Segment Start: Given passage
Imagine 8 of the largest metropolitan areas blacked out for at least 6 months and the LNG grid for the north east crippled for a year or more.

tqk (profile) says:


I have a dream where all these Washington DC policy wonks make XKCD their home page. !@#$ like this wouldn’t happen.

I’ve never understood why anybody thought Koppel was worth watching, much less insightful. I watched Sunday morning talking head shows for years, finally coming to understand it’s just politicians’ way of marketing themselves, and there’s really no “there” there. Glad I got over that addiction. Amazon should be ashamed. What a stupid sounding book.

GEMont (profile) says:


Years of selling fantasy as reality on the TV have definitely prepared Ted well for his debut as a science fiction writer. He seems to be using the same sources for his factoids now, that he did back then, too.

Who knows. Maybe some day, he’ll found a religion based on his sci-fi books, and then turn it into a millionaire con-game like Scientology.

Hell. Maybe that’s his plan!

Anonymous Coward says:

So basically, he wrote a novel that looks as though it’ll get turned into a movie. But he called it a journalism book because he doesn’t know how to write a novel.

Then again, I’d probably go see it even if it is poorly researched and far-fetched. It’d have to be better than the remake and sequel diarrhea that Sony, WB, and the Maus Haus have been squatting out for the past 5 years or so.

PaulT (profile) says:

Re: Re:

“It’d have to be better than the remake and sequel diarrhea that Sony, WB, and the Maus Haus have been squatting out for the past 5 years or so.”
Segment End: Given passage
What you have to do
In the comment thread, which three studios are named as having put out remakes and sequels for the past 5 years or so?
Segment Start: Excerpted data
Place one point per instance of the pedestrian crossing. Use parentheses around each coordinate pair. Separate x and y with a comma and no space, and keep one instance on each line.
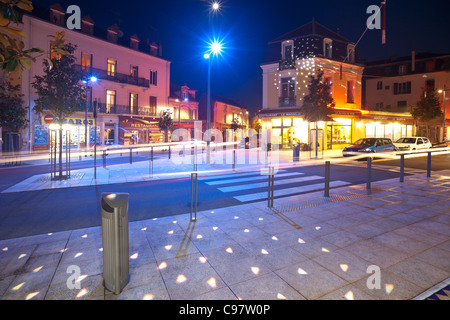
(252,186)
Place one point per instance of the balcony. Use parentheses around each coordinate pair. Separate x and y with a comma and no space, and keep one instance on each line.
(286,64)
(117,77)
(125,110)
(287,101)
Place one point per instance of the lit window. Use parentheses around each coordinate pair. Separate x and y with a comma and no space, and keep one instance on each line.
(112,68)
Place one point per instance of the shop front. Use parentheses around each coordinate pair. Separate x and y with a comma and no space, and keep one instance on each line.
(139,130)
(73,127)
(346,127)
Segment End: Excerpted data
Answer to this problem
Sony, WB, and the Maus Haus.